--- BEGIN Dataset excerpts ---

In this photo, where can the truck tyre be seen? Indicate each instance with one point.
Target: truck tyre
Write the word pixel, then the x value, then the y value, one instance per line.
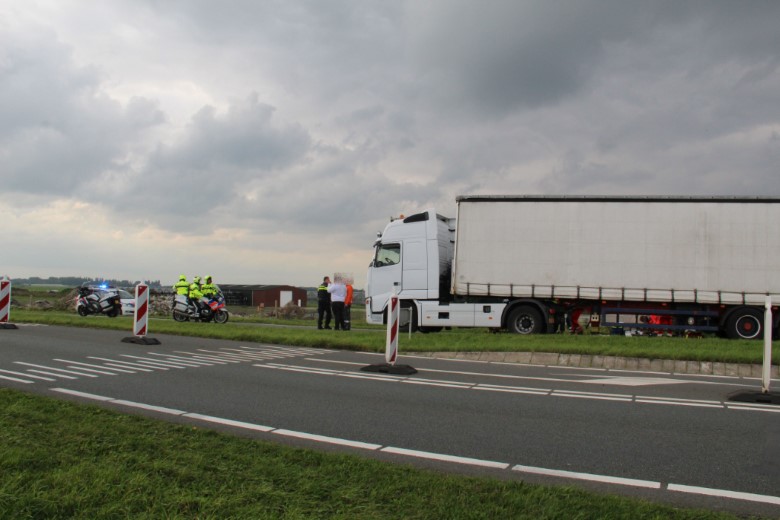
pixel 525 320
pixel 745 323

--- END Dataset excerpts ---

* **Task to complete**: Reproduce every line of the records above verbatim, omitting the pictures.

* **Written answer**:
In this photo, where can the truck tyre be seen? Indicate each instance with one point.
Target: truck tyre
Write the word pixel, then the x value, then the y value, one instance per line.
pixel 525 320
pixel 745 323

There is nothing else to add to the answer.